Source data:
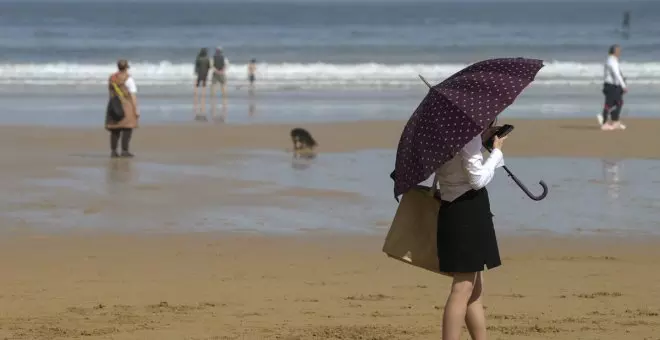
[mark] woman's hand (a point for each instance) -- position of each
(498, 142)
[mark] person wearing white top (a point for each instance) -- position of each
(614, 86)
(466, 238)
(122, 85)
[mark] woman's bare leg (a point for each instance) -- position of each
(457, 304)
(475, 318)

Exercise directions: Each line from the one containing "[mark] woman's bare" through the last line of the material must be restated word for word, with no other text.

Exercise answer:
[mark] woman's bare leg (a point for each instance) -- position of each
(457, 304)
(475, 318)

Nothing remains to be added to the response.